■ DOCUMENT EXTRACT

Monday 26 July 2010

Pedley Street Arena



In December 2009 Gail read 'A Christmas Anecdote – Pedley Street Arena' for Lost Steps' Christmas special on Resonance FM. You can listen to the programme here. The story revisits one of walkwalkwalk's nightwalks...

It’s Winter Solstice 2007 - not quite Christmas, but this is the night when walkwalkwalk have our ritual nightwalk, and it always feels festive. Tonight it’s so cold I feel sick; such intense cold that everyone is at their limit. This imbues the walking group and our Bethnal Green route with an atmosphere of ruthless bacchanal…a sense of something bubbling, struggling to burst out. Yet the night is also strangely still on the surface – thickly, damply, mist wraps around everything – leaving half-buildings, sawn off stumps. It’s like a ‘50s film with Dirk Bogarde, lingering on a street corner. Bogeymen emerge from the mist. The still, quietening of the mist releases fragmentary moments of acoustic weirdness, otherworldliness…and impending violence.

■ REQUIREMENT
Reproduce the passage of the Pedley Street Arena post from "Monday 26 July" up to and including "of walkwalkwalk's nightwalks...". The records that follow have no connection to the text above.

■ EXCERPTED DATA
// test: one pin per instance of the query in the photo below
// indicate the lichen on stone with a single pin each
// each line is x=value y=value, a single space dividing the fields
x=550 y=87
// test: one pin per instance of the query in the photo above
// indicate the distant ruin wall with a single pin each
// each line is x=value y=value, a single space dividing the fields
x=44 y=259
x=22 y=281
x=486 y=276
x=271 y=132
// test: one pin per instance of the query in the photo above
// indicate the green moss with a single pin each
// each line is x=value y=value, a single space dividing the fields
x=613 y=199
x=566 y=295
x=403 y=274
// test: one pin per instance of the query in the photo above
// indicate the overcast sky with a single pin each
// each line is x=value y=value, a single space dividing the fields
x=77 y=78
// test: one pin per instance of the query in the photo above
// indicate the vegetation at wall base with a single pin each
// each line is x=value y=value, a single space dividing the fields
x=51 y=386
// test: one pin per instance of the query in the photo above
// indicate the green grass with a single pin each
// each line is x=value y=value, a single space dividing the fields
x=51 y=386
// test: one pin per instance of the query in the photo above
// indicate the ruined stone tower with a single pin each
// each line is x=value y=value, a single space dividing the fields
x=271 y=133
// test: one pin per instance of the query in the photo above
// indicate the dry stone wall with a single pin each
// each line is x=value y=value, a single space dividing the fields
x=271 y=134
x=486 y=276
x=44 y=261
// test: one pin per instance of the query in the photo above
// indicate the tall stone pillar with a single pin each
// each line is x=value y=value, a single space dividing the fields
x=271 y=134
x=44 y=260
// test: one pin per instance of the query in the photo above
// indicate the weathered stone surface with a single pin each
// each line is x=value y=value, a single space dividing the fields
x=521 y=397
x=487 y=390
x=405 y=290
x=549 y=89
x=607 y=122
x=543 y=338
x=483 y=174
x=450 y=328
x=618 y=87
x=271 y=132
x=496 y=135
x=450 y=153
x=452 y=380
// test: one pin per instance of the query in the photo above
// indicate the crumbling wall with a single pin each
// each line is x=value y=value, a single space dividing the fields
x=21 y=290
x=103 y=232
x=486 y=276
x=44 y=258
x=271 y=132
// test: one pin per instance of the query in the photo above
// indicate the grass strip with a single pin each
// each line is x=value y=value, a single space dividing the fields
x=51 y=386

■ RESPONSE
Monday 26 July 2010

Pedley Street Arena



In December 2009 Gail read 'A Christmas Anecdote – Pedley Street Arena' for Lost Steps' Christmas special on Resonance FM. You can listen to the programme here. The story revisits one of walkwalkwalk's nightwalks...